MATERIAL:

┌──

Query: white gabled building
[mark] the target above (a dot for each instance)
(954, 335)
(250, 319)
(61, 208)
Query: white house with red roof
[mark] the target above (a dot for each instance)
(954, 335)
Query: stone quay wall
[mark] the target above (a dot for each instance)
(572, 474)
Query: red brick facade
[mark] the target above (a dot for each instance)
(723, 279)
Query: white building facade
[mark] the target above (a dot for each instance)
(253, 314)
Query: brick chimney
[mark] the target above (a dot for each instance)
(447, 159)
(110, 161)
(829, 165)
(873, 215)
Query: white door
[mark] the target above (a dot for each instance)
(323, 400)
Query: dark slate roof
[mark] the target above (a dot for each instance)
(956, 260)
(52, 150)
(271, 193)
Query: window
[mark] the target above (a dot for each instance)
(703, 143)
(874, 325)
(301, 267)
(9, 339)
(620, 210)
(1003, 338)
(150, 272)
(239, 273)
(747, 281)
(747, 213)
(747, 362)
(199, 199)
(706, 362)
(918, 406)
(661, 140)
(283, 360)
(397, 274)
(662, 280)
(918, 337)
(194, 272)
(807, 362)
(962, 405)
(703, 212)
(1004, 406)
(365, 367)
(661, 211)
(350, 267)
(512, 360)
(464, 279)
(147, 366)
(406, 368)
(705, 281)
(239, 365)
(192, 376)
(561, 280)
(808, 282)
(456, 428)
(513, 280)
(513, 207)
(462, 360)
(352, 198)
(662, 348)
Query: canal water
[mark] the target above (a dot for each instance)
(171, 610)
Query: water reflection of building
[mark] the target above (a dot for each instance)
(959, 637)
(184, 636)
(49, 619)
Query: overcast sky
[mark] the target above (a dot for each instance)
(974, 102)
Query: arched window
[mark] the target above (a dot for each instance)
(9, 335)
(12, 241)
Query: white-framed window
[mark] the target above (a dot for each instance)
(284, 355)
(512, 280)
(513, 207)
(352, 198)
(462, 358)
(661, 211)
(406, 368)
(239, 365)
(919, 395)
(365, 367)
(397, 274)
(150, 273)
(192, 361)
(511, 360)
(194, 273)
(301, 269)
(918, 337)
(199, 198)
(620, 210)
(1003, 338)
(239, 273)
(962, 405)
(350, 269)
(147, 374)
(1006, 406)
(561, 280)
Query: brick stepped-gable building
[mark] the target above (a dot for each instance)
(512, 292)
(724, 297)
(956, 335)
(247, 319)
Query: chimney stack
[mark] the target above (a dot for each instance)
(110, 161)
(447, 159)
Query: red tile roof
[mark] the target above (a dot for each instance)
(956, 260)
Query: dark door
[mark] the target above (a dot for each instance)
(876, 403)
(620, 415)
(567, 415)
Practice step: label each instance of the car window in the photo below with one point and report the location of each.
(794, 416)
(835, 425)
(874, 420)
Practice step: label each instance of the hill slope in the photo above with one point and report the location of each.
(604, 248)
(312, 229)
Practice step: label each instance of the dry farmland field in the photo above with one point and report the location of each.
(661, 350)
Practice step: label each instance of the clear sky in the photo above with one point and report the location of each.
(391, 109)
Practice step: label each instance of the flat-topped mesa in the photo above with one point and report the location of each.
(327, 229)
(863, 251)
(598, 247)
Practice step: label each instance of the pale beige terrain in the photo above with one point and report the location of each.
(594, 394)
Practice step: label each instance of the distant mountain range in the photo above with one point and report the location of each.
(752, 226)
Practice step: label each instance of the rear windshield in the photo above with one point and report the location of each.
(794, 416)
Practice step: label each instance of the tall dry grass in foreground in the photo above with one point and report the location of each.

└──

AIM OF THE TASK: Arrange the entries from the line containing "Practice step: label each instance of the car" through the final line, both included, as a Markdown table with the columns Row and Entry line. Number each line in order and skip any blank lines.

EXPECTED OUTPUT:
| Row | Entry line |
|---|---|
| 1 | Practice step: label each instance of the car window in the photo below with one point and report the location of each. |
| 2 | (794, 416) |
| 3 | (835, 425) |
| 4 | (874, 420) |
| 5 | Practice step: label each instance of the hill slope in the photo above with one point and report the location of each. |
| 6 | (604, 248) |
| 7 | (312, 229) |
| 8 | Practice step: label each instance of the dry farmland field in the photo above with one point and report the location of each. |
| 9 | (661, 350) |
| 10 | Practice step: label each instance of the clear sky in the photo above with one point and report the location of each. |
| 11 | (391, 109) |
| 12 | Practice step: label each instance of the flat-topped mesa in the photo above with one point and report the location of each. |
| 13 | (327, 229) |
| 14 | (863, 251) |
| 15 | (598, 247) |
| 16 | Practice step: label each instance of the pale beige terrain in the photo above with one point and report the location of each. |
| 17 | (594, 394) |
| 18 | Practice step: label each instance of the distant mountain range in the photo above with one point and report the location of each. |
| 19 | (752, 226) |
| 20 | Practice step: label each instance of the rear windshield in the photo above with one point and report the location of each. |
| 21 | (794, 416) |
| 22 | Practice step: label each instance of the tall dry grass in foreground in the photo above with one point and report the location of each. |